**Problem details:**
Give back everything from the line containing "[segment] dark blue trousers" down to the line containing "POLYGON ((529 212, 527", swapping "plaid shirt" for "checked shirt" and leaving all else unchanged.
***** Entries supplied
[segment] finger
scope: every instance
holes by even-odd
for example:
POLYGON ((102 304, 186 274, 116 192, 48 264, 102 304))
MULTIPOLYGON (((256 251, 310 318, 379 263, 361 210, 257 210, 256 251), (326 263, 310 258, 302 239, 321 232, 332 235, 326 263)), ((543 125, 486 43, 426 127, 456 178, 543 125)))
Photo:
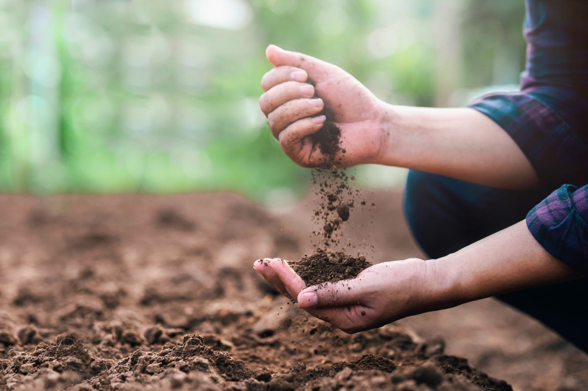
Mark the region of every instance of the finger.
POLYGON ((308 309, 309 314, 330 323, 346 333, 355 333, 373 328, 374 311, 362 305, 349 305, 337 308, 308 309))
POLYGON ((298 294, 298 305, 302 308, 323 308, 362 305, 366 296, 370 294, 366 292, 361 279, 346 279, 309 286, 298 294))
POLYGON ((273 286, 278 289, 278 292, 289 299, 292 299, 292 296, 288 293, 288 291, 286 289, 286 287, 284 286, 284 284, 282 282, 282 280, 280 280, 279 277, 278 277, 278 275, 276 274, 276 272, 273 271, 273 268, 272 267, 270 263, 270 258, 258 259, 253 264, 253 269, 255 269, 255 271, 258 273, 261 274, 261 275, 265 278, 266 281, 273 285, 273 286))
POLYGON ((266 72, 261 78, 261 87, 264 91, 267 91, 274 86, 294 80, 296 82, 306 82, 308 79, 308 74, 304 69, 289 65, 276 66, 266 72))
POLYGON ((325 124, 326 120, 326 117, 322 115, 303 118, 290 124, 278 135, 282 149, 292 159, 300 155, 308 156, 313 147, 312 143, 301 143, 301 141, 307 136, 316 133, 325 124), (302 151, 305 148, 308 150, 302 151))
POLYGON ((284 82, 265 92, 259 98, 259 107, 267 116, 289 100, 298 98, 312 97, 315 87, 312 85, 299 82, 284 82))
POLYGON ((286 126, 305 117, 320 113, 325 107, 323 100, 299 99, 286 102, 268 116, 268 123, 274 137, 278 138, 286 126))
POLYGON ((296 274, 283 259, 272 259, 270 264, 276 274, 282 280, 288 293, 292 297, 298 296, 298 292, 306 287, 306 284, 300 276, 296 274))
POLYGON ((274 66, 290 65, 300 68, 306 70, 311 77, 318 68, 328 63, 302 53, 285 50, 275 45, 268 46, 265 49, 265 55, 274 66))

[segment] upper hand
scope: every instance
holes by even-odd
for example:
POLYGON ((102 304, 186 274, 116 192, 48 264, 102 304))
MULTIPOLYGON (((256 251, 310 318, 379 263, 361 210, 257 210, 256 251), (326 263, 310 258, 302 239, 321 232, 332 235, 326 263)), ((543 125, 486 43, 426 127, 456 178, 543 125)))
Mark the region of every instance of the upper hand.
POLYGON ((266 55, 275 68, 262 79, 265 93, 259 105, 292 160, 315 167, 324 159, 309 136, 322 127, 325 116, 319 114, 326 113, 341 129, 341 147, 346 150, 335 157, 338 166, 376 162, 386 137, 379 123, 383 102, 333 64, 274 45, 266 55))
POLYGON ((307 287, 280 259, 253 268, 310 315, 347 333, 383 326, 434 309, 436 261, 411 258, 374 265, 353 279, 307 287))

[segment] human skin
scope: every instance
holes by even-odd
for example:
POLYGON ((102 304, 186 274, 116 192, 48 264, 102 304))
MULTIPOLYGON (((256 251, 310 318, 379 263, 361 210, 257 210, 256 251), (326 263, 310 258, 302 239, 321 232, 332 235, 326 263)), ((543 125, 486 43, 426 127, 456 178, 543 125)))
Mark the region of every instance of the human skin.
POLYGON ((280 259, 259 259, 253 268, 299 307, 347 333, 580 277, 541 247, 524 221, 443 258, 377 264, 353 279, 319 286, 307 287, 280 259))
POLYGON ((266 54, 275 68, 262 79, 259 105, 282 149, 300 166, 325 157, 309 136, 322 126, 326 105, 341 129, 346 153, 335 159, 341 167, 395 166, 502 188, 539 184, 514 141, 473 109, 389 105, 338 66, 274 45, 266 54))
MULTIPOLYGON (((260 106, 283 151, 300 166, 318 166, 325 157, 309 136, 322 126, 326 105, 341 129, 341 167, 395 166, 507 188, 539 184, 516 144, 476 110, 389 105, 335 65, 274 45, 266 55, 275 68, 262 80, 260 106)), ((524 221, 437 259, 379 264, 320 287, 306 287, 282 259, 258 260, 253 267, 300 307, 346 332, 580 277, 549 254, 524 221)))

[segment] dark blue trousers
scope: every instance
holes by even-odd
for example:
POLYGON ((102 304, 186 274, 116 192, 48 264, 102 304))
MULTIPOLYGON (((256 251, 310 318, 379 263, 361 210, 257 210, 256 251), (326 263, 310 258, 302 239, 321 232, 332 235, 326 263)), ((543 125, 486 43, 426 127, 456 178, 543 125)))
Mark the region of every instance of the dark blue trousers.
MULTIPOLYGON (((417 242, 436 258, 524 220, 549 193, 495 188, 411 170, 404 209, 417 242)), ((588 352, 588 278, 497 298, 588 352)))

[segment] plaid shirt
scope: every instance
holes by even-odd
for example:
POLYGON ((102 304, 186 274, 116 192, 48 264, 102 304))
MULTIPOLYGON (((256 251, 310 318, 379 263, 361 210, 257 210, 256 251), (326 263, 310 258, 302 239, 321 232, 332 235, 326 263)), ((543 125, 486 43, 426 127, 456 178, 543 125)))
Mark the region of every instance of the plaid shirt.
POLYGON ((529 212, 527 225, 550 254, 588 274, 588 1, 526 5, 520 92, 469 106, 505 129, 547 188, 559 187, 529 212))

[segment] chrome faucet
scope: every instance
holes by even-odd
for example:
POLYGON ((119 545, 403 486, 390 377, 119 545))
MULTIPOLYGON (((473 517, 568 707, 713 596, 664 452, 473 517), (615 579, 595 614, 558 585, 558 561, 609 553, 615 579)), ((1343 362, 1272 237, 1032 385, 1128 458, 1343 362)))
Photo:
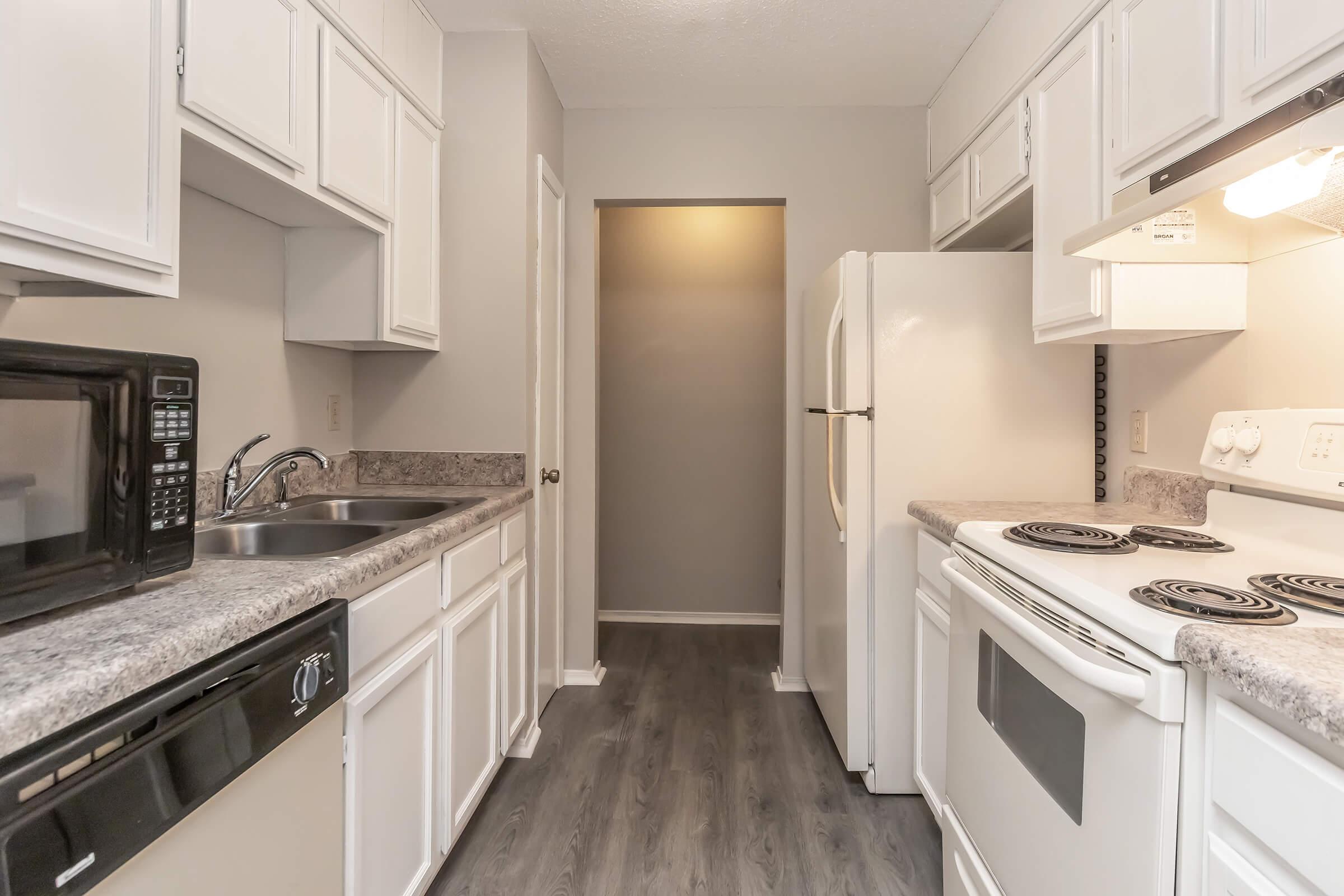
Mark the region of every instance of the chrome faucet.
MULTIPOLYGON (((233 516, 234 513, 238 513, 238 505, 246 501, 247 496, 251 494, 254 490, 257 490, 257 486, 261 485, 267 476, 274 473, 281 463, 286 462, 290 463, 292 466, 289 467, 289 470, 297 469, 298 458, 308 458, 309 461, 314 461, 317 466, 323 467, 324 470, 329 467, 332 463, 329 459, 327 459, 327 455, 319 451, 317 449, 306 446, 293 447, 289 449, 288 451, 281 451, 276 457, 262 463, 261 469, 257 470, 257 476, 249 480, 246 485, 238 485, 238 481, 242 478, 243 474, 243 457, 247 454, 247 451, 253 450, 253 447, 255 447, 258 443, 265 442, 269 438, 270 433, 262 433, 261 435, 249 439, 241 449, 234 451, 234 457, 228 461, 228 466, 224 467, 223 492, 219 497, 219 516, 233 516)), ((285 476, 285 478, 286 480, 289 478, 288 474, 285 476)), ((285 482, 286 492, 288 492, 288 485, 289 484, 286 481, 285 482)), ((288 497, 289 496, 286 494, 285 498, 288 497)))

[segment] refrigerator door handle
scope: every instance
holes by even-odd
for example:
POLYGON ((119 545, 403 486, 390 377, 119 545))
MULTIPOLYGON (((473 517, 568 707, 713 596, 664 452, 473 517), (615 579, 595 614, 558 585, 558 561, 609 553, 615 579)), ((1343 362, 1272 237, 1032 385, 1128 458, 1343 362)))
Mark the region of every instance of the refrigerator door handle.
MULTIPOLYGON (((831 312, 831 326, 827 328, 827 410, 836 411, 839 406, 836 400, 836 333, 840 330, 840 324, 844 321, 844 294, 836 300, 835 310, 831 312)), ((827 424, 829 427, 829 424, 827 424)), ((829 433, 829 429, 827 430, 829 433)))
POLYGON ((827 415, 827 492, 831 494, 831 514, 836 519, 836 528, 840 531, 840 540, 844 541, 845 513, 836 492, 835 476, 835 423, 837 414, 827 415))

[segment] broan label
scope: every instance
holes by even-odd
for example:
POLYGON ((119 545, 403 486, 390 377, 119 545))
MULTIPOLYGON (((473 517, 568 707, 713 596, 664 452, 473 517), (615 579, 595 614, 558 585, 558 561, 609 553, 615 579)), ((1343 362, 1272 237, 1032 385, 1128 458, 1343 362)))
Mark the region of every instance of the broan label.
POLYGON ((1173 208, 1153 219, 1153 243, 1161 246, 1195 244, 1195 211, 1173 208))

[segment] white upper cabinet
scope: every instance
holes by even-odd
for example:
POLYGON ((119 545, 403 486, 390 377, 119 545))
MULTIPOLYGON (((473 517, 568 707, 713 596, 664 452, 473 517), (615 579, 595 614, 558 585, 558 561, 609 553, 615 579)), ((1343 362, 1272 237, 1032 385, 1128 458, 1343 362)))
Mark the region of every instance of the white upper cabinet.
POLYGON ((146 292, 114 269, 172 273, 176 35, 173 0, 0 3, 0 266, 146 292))
POLYGON ((965 153, 929 184, 929 239, 938 243, 970 222, 970 157, 965 153))
POLYGON ((317 183, 392 219, 396 91, 331 24, 321 38, 317 183))
POLYGON ((984 212, 1031 173, 1027 157, 1028 97, 1008 103, 970 144, 970 210, 984 212))
POLYGON ((1103 212, 1102 58, 1106 16, 1036 77, 1032 102, 1032 324, 1038 330, 1099 317, 1103 263, 1064 255, 1064 239, 1103 212))
POLYGON ((1222 113, 1220 0, 1117 0, 1114 172, 1130 171, 1222 113))
POLYGON ((302 171, 301 0, 183 0, 181 16, 181 105, 302 171))
POLYGON ((396 223, 388 326, 413 339, 438 336, 439 132, 396 101, 396 223))

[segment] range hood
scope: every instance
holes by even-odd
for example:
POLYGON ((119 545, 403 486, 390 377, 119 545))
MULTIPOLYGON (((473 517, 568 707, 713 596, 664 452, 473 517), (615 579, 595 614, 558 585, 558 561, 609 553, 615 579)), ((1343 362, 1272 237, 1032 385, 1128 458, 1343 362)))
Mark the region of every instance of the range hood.
POLYGON ((1116 193, 1064 254, 1245 263, 1341 234, 1344 74, 1116 193))

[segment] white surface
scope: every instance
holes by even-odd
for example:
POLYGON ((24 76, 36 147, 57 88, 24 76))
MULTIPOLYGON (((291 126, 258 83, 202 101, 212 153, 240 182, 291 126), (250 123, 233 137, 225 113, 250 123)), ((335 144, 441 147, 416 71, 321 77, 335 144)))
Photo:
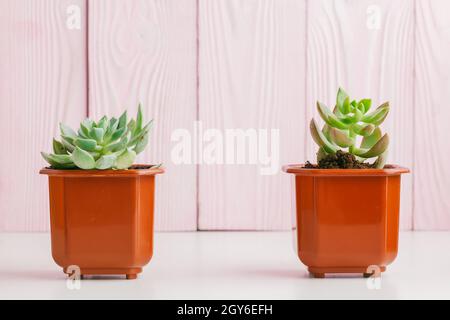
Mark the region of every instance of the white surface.
POLYGON ((290 232, 157 233, 137 280, 101 277, 69 290, 49 234, 0 234, 1 299, 450 298, 450 232, 404 232, 397 260, 369 290, 361 277, 310 278, 290 232))

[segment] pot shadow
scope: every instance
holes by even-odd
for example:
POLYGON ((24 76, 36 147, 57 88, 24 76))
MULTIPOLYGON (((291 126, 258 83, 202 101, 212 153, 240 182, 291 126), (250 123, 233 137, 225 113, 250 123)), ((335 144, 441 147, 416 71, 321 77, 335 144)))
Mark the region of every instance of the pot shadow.
POLYGON ((51 270, 1 270, 0 281, 2 280, 64 280, 67 275, 61 271, 51 270))

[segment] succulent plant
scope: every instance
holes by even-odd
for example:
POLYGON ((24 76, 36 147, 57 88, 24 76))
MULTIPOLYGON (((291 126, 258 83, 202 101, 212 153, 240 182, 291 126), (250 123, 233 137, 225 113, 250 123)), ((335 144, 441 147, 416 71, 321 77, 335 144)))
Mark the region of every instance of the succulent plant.
POLYGON ((350 101, 342 88, 338 90, 333 112, 325 104, 317 102, 317 110, 325 121, 322 129, 314 119, 310 124, 311 135, 319 145, 317 161, 338 150, 346 150, 362 161, 376 157, 373 167, 384 167, 389 136, 387 133, 383 135, 379 126, 389 113, 389 103, 385 102, 369 112, 371 104, 370 99, 350 101), (358 136, 362 137, 360 143, 358 136))
POLYGON ((128 169, 146 147, 152 123, 143 125, 141 105, 128 122, 125 111, 119 119, 85 119, 78 132, 61 123, 61 141, 53 139, 53 153, 41 154, 55 169, 128 169))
**********
**Answer for this exercise:**
[segment] dark blue trousers
scope: every instance
holes by even-odd
for example:
POLYGON ((102 304, 186 274, 116 192, 48 264, 102 304))
MULTIPOLYGON (((256 251, 310 318, 379 263, 361 210, 257 210, 256 251), (326 263, 310 258, 302 239, 321 232, 332 235, 326 263)), ((543 125, 486 43, 426 127, 456 178, 543 125)))
Mark the region of every instance of the dark blue trousers.
MULTIPOLYGON (((417 242, 436 258, 524 220, 549 193, 495 188, 411 170, 404 209, 417 242)), ((588 352, 588 278, 497 298, 588 352)))

[segment] checked shirt
scope: every instance
holes by even-odd
for example:
POLYGON ((102 304, 186 274, 116 192, 48 264, 102 304))
MULTIPOLYGON (((256 251, 310 318, 379 263, 361 210, 257 210, 256 251), (326 263, 310 258, 302 239, 321 232, 332 235, 326 263)), ((543 125, 486 43, 426 127, 456 178, 543 125)))
Mark the region of every instance of the checked shirt.
POLYGON ((529 212, 527 225, 550 254, 588 274, 588 1, 526 5, 520 92, 469 106, 505 129, 547 188, 559 187, 529 212))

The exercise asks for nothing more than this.